[Entries for labeling bounding boxes]
╔══

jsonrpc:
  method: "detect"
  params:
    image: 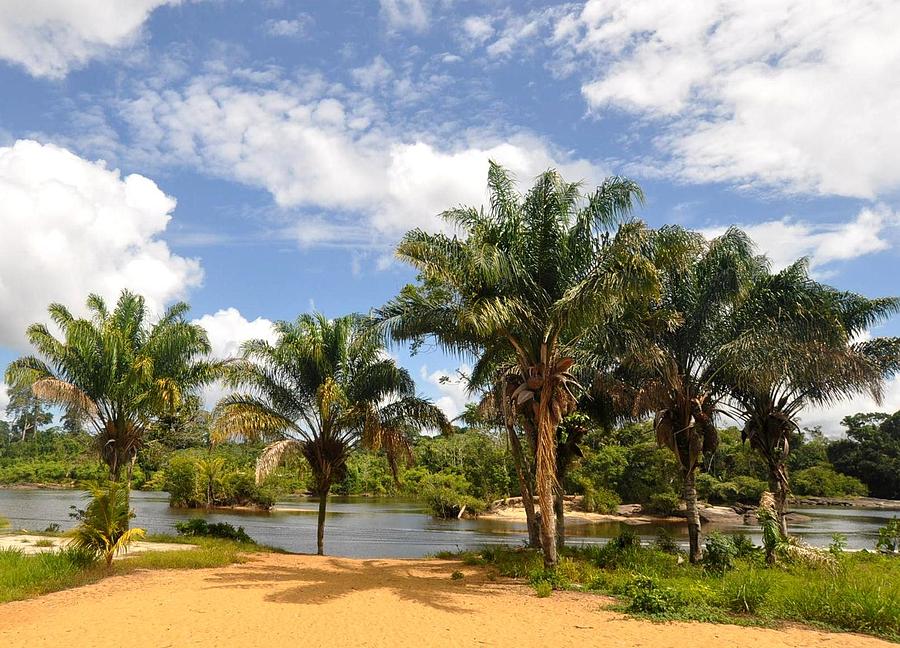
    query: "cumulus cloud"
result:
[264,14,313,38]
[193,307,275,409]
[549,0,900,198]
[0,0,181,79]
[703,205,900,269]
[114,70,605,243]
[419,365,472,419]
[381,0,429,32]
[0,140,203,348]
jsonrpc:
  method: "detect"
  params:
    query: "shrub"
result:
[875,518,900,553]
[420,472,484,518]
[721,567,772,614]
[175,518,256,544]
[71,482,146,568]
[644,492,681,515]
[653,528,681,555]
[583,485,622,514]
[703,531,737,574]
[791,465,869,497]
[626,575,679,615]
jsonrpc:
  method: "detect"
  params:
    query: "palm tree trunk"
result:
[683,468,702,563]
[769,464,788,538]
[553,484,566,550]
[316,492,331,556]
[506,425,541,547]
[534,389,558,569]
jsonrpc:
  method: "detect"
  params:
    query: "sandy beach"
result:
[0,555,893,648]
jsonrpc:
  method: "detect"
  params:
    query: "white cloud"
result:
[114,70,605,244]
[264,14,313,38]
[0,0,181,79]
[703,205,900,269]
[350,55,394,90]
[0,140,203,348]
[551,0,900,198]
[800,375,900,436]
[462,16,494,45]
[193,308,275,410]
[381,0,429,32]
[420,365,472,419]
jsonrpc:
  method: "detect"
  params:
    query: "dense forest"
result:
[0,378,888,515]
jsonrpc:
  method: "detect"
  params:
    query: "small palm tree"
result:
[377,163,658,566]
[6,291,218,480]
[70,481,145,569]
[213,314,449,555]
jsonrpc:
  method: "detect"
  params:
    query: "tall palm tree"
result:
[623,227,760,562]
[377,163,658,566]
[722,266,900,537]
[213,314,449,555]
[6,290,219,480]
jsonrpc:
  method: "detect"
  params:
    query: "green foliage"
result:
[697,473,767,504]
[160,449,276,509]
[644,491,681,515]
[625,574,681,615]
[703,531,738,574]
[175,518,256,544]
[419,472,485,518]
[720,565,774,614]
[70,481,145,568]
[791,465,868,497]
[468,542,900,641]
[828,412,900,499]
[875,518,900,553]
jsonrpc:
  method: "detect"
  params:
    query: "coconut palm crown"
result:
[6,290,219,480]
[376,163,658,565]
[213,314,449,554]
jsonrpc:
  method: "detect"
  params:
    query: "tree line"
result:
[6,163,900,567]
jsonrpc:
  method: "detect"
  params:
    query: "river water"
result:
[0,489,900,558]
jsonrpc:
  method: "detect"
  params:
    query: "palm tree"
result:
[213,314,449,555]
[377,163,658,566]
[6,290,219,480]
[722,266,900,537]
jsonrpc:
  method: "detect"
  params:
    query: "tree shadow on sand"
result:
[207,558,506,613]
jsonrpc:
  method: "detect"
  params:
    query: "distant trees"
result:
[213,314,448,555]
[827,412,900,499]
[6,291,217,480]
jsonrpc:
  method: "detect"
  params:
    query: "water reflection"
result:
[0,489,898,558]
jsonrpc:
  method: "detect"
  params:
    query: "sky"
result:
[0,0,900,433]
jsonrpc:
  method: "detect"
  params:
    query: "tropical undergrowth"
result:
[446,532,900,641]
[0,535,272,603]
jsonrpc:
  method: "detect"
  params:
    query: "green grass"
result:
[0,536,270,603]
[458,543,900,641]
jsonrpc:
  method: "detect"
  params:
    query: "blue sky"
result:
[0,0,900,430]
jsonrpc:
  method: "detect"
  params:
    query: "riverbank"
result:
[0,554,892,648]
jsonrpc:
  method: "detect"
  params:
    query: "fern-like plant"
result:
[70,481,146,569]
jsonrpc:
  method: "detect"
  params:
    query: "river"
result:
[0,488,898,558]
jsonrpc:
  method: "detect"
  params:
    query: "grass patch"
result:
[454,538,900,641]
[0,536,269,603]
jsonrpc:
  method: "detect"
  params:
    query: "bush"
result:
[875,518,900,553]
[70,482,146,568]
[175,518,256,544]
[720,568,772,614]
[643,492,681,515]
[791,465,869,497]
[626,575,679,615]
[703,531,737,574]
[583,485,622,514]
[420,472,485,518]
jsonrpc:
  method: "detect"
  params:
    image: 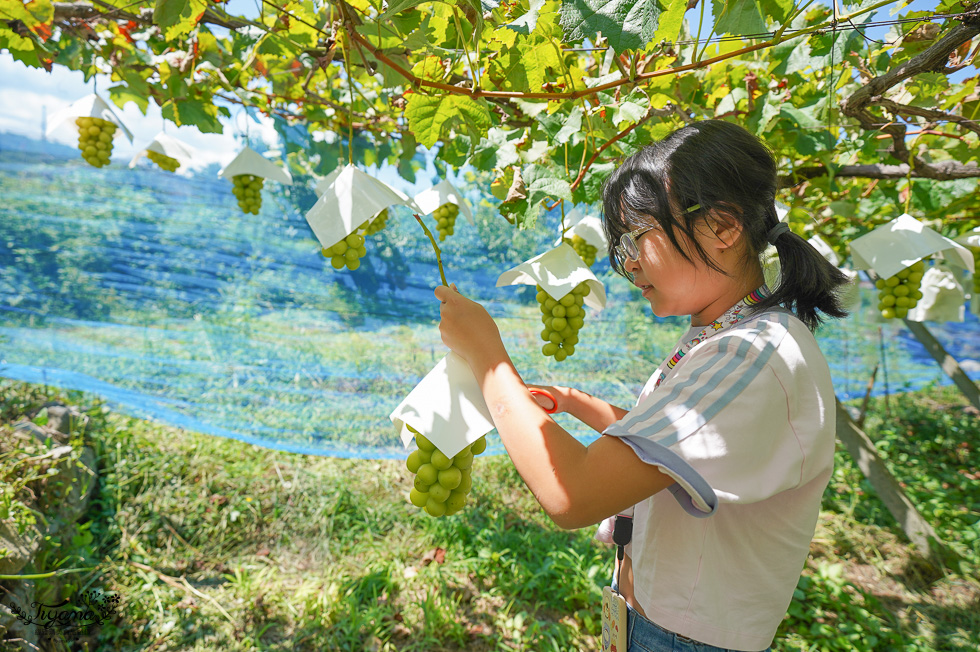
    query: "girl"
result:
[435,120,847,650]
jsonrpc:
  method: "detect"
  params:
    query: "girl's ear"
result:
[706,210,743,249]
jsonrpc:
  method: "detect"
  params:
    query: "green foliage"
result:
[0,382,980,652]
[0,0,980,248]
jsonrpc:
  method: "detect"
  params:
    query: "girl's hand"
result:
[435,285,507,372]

╚══
╔══

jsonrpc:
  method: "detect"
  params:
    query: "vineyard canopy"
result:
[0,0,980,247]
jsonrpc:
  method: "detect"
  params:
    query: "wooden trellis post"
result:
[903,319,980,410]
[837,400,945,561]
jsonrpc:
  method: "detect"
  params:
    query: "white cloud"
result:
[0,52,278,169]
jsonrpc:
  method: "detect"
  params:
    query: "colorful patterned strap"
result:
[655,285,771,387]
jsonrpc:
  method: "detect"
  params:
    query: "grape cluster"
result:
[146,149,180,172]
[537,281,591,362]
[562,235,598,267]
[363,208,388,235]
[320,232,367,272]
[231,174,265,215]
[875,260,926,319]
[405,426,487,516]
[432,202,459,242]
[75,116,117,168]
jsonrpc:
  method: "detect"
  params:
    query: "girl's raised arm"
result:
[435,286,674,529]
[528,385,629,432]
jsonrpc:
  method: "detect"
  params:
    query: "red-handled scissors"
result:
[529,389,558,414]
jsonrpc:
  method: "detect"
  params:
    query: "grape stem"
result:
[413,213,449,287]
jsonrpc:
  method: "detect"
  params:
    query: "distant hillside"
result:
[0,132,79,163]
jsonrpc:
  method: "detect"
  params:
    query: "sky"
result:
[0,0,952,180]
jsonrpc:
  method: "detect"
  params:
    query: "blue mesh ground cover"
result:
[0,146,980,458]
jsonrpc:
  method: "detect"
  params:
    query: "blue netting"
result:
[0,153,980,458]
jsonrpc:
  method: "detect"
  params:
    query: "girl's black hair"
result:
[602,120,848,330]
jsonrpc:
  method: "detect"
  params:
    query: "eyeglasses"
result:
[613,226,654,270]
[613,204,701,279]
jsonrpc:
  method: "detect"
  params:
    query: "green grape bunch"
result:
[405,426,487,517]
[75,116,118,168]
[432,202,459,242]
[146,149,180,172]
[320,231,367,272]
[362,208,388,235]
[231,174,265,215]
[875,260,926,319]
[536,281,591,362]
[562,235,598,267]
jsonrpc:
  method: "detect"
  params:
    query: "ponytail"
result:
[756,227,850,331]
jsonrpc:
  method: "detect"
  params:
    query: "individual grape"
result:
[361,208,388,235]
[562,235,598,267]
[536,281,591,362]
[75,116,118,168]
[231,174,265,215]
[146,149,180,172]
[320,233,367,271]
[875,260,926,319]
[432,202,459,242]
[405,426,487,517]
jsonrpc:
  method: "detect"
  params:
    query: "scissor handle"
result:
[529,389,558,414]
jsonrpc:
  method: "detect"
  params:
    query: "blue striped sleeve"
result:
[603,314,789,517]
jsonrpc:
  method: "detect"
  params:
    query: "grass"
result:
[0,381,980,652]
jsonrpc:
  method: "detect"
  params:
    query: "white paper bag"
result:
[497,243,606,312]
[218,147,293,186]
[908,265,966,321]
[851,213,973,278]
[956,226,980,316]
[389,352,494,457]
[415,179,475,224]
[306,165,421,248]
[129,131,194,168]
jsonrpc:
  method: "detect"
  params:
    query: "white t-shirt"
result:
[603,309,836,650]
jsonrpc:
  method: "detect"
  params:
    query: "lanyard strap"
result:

╚══

### THE EXERCISE
Which lines of the records contain the word "blue"? Return each such line in full, treating uppercase and lowercase as different.

### THE ANSWER
    query: "blue sky"
    query: "blue mesh ground cover"
    query: "blue netting"
    query: "blue striped sleeve"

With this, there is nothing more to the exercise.